■ PROBLEM A
Reproduce every line of the records word for word, but not the letters on biblical passages that come before them.
------------------------------------------------------------
Professor Tov in “The Saga of David and Goliath,” BR 02:04, makes a very good case for the existence of two accounts of the saga. The evidence which he cites (duplications, inconsistencies, etc.) is quite compelling that there were two different stories about this event which were conflated in the present Masoretic Text.

Perhaps the more interesting problem which he does not address is why there are two stories about David’s heroic action against Goliath even though 2 Samuel 21:19 clearly states that “Elhanan the son of Jaareoregim, the Bethlehemite, slew Goliath the Gittite, the shaft of whose spear was like a weaver’s beam.”

The King James Version sought to resolve this contradiction by adding the words that Elhanan slew “the brother of” Goliath. But more recent versions make it clear that the MT states that Elhanan slew Goliath.

Certainly this contradiction may be enlightening regarding the development of the David saga as the conflation of two stories. Can we bear the shock that the David and Goliath saga in its separate or conflated forms may be a “bloating of the biography” of David, or, in more dignified words, a part of the process of the glorification of David in later times?

Omar R. Buchwalter, Ph.D.
Elkins, West Virginia

Emanuel Tov replies:

You may well be right that the story of David’s slaying Goliath represents a secondary “bloating of the biography of David,” as you say, but it is hard to decide; the two accounts of David and Elhanan slaying Goliath may represent parallel traditions.

The confusion may perhaps be explained on a textual level. Elhanan’s father is Jaare. David’s father is Jesse. In the script of the Qumran writings Jaare (yod-ayin-resh-yod) would be written with a ligature (or connection) of the ayin and the resh, creating a word that looked almost identical to Jesse (yod, shin, yod).

Incidentally, the reading of the King James Version which you quote is based on 1 Chronicles 20:5, which is parallel to 2 Samuel 21:19. The passage in Chronicles ascribes to Elhanan the slaying of “Lahmi the brother of Goliath the Gittite.” The passage in Chronicles may reflect a harmonization of David’s killing Goliath with Elhanan’s killing Goliath. On the other hand, the story of David and Goliath was not included in Chronicles so that the text of this book would not have contained the contradiction.

The Name of God Concealed in the Book of Esther

Concerning Carey Moore’s article on Esther in the Spring 1987 issue, he is technically correct in stating that “Yahweh, the personal name of the Hebrew God, does not appear in the Book of Esther.” But your readers might be interested in learning of the long and distinguished Masoretic tradition that identifies the consonants of the name YHWH appearing in acrostics no less than four times in the book.

In Esther 1:20 the name YHWH is formed by the initial letters of four successive words when read backwards: Hy’ Wkl Hnsym Ytnw (“It, and all the women will give”).

In Esther 5:4 the name YHWH is formed by the initial letters of four successive words when read forward: Ybw’ Hmlk Whmn Hywm (“And let the king and Haman come today”).

In Esther 5:13 the name YHWH is formed by the final letters of four successive words when read backwards: zH ’ynnW swH 1Y (“This gives no satisfaction to me”).

And in Esther 7:7 the name YHWH is formed by the final letters of four successive words when read forward: kY kltH ’lyW hr‘H (“that his fate had been determined”).
------------------------------------------------------------
■ PROBLEM B
Write the next part of the letters on biblical passages above, starting after their last line.
------------------------------------------------------------
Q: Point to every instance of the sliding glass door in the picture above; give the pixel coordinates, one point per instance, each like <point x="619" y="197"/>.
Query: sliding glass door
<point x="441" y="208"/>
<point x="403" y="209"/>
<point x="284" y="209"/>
------------------------------------------------------------
■ EXERCISE RESULT A
Q: Point to every instance of the sliding glass door in the picture above; give the pixel coordinates, one point per instance, each like <point x="619" y="197"/>.
Query: sliding glass door
<point x="441" y="208"/>
<point x="403" y="209"/>
<point x="284" y="209"/>

■ EXERCISE RESULT B
It is of course possible that all of this is purely coincidental and that the acrostics are more apparent than real. On the other hand, as long as a century ago three Masoretic manuscripts of Esther in which the above-mentioned acrostic letters are written in larger characters were known, and it may well be that others have been discovered since. Furthermore, no other acrostics of any other kind appear anywhere else in Esther.

In any case, Moore is again right on target when he writes: “Although the name of God is not explicitly mentioned, it is surely alluded to … MakoÆm, ‘from another quarter or another place,’ is surely an allusion to God.”

Ronald Youngblood, Ph.D.
Bethel Theological Seminary
San Diego, California

Carey Moore replies:

The crucial (if ultimately unanswerable) question is, of course, whether God intended to conceal himself this way in the Book of Esther, or whether Jewish copyists, embarrassed by the fact that God is nowhere mentioned in the text, ingeniously found the divine name there. While I certainly subscribe to the latter interpretation, I cannot refute the former.

But perhaps I can use the logic of the ancient copyists to try and discredit them. For example, I could point in the text to the mention of the Devil himself (i.e. Hebrew STN “Satan”) in Esther 2:4Sr tyTb bcyNy (who is good in the eyes of), where the relevant consonant is second from the last in each word; and in Esther 2:3 Ncrh-btwlh Twbt mr’hl-Swsn (beautiful young virgin to Susa), where the name is spelled backward. Needless to say, I regard my efforts here not as exegetical, but, rather, eisogetical (imposing meaning on the material)!

To be sure, there are ways in which “truths” were deliberately hidden by biblical authors, one of the best known being the rabbinic system of Gematria, which explains a word or group of words according to the numerical value of the letters. (Each letter in Hebrew has a numerical value.)

Gematria has been applied to the Book of Esther, especially to Esther 4:14, where Mordechai warns Queen Esther, “For if you keep silence at such a time as this, relief and deliverance will rise for the Jews from another place [Hebrew mqwm].” Those who think that “place” is a surrogate or veiled reference to God could use Gematria by pointing out that the sum of total of the squared numerical value of each of the letters in YHWH (i.e., 102 + 52 + 62 + 52 = 186) is also the numerical value of the letters in mqwm, “place.”

In matters such as the above, there are, I believe, two truths ever worth remembering: “Even the Devil can quote Scripture” and “You can do anything with statistics!”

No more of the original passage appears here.